What to produce
Select, from the material below, each line with "between" in it.

Data under study

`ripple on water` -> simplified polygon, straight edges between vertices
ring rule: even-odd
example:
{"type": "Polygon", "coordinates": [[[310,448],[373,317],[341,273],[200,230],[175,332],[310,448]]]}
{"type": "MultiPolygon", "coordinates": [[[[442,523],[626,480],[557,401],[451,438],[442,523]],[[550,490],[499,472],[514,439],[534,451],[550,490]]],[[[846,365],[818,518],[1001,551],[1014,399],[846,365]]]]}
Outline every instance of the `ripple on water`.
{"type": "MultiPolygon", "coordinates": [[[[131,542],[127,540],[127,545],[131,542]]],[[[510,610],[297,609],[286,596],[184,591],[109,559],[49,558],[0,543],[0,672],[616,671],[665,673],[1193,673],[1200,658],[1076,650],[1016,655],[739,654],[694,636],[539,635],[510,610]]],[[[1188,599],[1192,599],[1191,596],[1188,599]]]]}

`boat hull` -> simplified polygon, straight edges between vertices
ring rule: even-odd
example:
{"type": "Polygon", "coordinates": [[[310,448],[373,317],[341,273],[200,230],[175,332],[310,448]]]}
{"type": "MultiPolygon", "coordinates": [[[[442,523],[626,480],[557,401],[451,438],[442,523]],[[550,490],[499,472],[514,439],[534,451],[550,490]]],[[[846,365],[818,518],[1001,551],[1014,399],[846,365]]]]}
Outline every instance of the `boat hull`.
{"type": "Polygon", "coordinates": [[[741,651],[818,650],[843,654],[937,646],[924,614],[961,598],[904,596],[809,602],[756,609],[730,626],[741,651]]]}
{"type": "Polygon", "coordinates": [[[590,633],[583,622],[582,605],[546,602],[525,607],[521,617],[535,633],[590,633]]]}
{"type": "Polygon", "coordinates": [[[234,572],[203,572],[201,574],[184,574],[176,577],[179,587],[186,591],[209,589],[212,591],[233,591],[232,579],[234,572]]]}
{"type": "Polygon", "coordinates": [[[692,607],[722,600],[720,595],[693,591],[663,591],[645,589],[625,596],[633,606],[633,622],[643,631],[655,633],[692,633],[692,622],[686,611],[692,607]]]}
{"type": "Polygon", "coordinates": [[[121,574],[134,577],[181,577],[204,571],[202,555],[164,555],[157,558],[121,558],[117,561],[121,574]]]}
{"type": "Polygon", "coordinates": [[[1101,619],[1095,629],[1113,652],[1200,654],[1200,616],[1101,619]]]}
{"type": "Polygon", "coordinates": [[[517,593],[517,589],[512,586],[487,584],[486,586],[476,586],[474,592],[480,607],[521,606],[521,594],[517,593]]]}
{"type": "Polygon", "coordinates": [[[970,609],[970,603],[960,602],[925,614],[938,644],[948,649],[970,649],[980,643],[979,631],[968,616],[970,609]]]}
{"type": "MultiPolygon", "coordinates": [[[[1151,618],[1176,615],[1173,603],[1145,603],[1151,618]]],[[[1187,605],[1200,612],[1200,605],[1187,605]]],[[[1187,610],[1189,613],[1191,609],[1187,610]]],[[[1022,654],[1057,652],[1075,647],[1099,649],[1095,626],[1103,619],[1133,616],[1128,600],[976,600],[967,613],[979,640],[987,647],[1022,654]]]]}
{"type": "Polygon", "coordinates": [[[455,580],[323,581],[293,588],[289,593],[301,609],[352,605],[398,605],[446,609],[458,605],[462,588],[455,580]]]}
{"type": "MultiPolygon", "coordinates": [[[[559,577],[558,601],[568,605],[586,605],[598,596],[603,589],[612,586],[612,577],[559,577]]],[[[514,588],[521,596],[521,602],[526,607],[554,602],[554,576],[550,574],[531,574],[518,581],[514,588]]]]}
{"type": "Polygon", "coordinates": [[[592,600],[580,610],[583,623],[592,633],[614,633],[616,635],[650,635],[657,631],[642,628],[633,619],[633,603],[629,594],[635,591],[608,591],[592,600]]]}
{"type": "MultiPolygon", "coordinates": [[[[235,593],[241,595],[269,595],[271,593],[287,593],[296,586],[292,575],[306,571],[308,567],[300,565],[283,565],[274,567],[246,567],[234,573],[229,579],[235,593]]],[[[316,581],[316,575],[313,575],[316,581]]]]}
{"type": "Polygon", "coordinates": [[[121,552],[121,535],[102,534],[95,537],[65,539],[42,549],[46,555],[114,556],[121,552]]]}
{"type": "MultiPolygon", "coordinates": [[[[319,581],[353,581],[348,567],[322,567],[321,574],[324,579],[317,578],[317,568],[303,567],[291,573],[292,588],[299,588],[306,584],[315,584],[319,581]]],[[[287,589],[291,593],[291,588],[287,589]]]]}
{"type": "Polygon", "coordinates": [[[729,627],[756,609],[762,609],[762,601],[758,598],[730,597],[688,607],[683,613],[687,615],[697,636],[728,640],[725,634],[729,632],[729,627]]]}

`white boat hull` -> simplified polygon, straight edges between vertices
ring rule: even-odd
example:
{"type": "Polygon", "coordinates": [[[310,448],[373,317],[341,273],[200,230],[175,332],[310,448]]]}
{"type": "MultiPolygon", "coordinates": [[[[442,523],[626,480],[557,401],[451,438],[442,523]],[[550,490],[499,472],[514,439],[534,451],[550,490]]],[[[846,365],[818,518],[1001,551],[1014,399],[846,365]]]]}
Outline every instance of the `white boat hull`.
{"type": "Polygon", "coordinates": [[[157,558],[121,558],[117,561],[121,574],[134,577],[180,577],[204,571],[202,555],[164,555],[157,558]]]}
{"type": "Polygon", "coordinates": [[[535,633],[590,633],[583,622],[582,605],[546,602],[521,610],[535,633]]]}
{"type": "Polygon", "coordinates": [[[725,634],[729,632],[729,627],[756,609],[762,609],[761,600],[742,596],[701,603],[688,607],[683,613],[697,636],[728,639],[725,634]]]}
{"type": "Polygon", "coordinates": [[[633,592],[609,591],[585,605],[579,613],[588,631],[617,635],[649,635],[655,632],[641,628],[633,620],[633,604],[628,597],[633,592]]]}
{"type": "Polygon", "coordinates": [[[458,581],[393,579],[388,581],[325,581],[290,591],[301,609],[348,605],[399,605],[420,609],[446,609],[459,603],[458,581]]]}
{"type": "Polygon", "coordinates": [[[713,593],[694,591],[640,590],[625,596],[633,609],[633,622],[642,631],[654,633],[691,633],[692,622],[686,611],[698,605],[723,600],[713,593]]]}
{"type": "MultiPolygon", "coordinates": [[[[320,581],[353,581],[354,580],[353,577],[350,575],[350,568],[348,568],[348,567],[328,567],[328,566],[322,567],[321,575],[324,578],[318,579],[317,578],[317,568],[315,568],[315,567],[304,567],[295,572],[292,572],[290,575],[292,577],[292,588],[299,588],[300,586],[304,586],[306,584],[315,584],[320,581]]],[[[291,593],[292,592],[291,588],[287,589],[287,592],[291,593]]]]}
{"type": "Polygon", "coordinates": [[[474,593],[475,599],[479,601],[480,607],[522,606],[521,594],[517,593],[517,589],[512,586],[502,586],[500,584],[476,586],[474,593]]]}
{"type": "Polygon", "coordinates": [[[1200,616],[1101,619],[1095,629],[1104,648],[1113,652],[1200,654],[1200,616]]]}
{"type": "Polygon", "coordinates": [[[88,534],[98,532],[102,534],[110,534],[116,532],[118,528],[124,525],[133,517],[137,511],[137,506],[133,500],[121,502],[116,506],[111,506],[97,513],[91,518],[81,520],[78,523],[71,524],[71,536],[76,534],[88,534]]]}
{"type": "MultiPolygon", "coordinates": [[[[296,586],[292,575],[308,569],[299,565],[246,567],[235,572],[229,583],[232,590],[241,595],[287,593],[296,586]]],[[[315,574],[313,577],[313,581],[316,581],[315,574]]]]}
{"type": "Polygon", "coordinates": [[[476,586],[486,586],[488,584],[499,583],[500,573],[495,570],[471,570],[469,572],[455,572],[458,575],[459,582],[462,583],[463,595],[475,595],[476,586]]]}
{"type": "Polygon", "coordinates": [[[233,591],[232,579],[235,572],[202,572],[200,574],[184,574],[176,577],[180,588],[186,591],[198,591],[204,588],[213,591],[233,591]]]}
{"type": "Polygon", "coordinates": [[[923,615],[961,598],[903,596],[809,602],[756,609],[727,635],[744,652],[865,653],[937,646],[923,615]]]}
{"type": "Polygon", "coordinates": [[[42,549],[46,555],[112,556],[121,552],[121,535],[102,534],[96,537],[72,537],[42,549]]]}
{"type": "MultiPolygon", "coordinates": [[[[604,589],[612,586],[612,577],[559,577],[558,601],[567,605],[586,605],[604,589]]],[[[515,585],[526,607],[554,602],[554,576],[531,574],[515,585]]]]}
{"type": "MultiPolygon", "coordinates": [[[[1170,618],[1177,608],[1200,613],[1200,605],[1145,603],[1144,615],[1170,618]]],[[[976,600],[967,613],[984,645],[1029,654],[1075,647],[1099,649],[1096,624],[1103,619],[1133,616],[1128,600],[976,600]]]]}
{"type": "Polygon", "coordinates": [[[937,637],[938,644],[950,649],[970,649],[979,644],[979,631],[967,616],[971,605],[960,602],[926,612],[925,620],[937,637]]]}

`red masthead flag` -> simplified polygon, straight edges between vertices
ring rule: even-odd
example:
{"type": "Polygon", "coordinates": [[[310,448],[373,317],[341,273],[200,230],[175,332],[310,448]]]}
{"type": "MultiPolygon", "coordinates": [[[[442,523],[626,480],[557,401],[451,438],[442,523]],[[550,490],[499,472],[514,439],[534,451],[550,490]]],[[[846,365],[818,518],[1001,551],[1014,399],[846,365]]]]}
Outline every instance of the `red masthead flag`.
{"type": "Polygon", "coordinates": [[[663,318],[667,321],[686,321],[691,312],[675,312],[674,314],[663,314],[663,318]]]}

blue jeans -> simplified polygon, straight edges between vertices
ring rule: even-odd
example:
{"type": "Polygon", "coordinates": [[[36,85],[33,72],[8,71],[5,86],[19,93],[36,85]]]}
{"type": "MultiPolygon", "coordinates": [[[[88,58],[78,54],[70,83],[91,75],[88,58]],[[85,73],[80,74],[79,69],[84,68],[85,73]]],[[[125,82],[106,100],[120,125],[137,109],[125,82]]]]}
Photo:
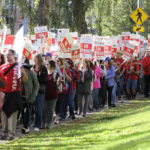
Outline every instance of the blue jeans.
{"type": "Polygon", "coordinates": [[[66,118],[67,116],[67,106],[69,105],[70,115],[74,116],[74,98],[76,90],[73,90],[73,94],[67,94],[66,99],[62,102],[62,113],[61,117],[66,118]]]}
{"type": "Polygon", "coordinates": [[[114,87],[112,90],[112,104],[116,103],[116,93],[117,93],[117,83],[114,84],[114,87]]]}
{"type": "Polygon", "coordinates": [[[120,87],[118,89],[118,97],[120,98],[123,95],[123,82],[124,82],[124,75],[122,75],[122,77],[120,78],[120,87]]]}
{"type": "Polygon", "coordinates": [[[92,98],[93,98],[93,106],[95,109],[98,109],[100,105],[98,96],[99,96],[99,88],[93,89],[92,98]]]}
{"type": "Polygon", "coordinates": [[[42,111],[44,105],[45,94],[39,94],[35,100],[35,128],[40,128],[42,123],[42,111]]]}

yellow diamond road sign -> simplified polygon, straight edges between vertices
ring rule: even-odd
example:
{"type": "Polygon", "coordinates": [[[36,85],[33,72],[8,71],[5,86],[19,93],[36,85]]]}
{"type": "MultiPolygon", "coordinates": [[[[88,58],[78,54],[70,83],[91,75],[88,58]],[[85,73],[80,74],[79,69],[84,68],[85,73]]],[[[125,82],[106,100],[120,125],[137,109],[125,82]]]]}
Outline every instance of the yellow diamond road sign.
{"type": "Polygon", "coordinates": [[[133,32],[144,32],[144,27],[142,27],[142,26],[133,26],[133,32]]]}
{"type": "Polygon", "coordinates": [[[141,8],[136,9],[131,15],[131,19],[137,24],[141,25],[148,19],[148,15],[141,8]]]}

Written response
`ripple on water` -> simplified polygon, straight edges between vertices
`boat hull` -> simplified polygon, straight edges between vertices
`white boat hull` -> simplified polygon, straight edges between vertices
`red masthead flag` -> simplified polygon, straight edges between vertices
blue jeans -> simplified polygon, straight edges between vertices
yellow diamond road sign -> simplified polygon, straight edges between vertices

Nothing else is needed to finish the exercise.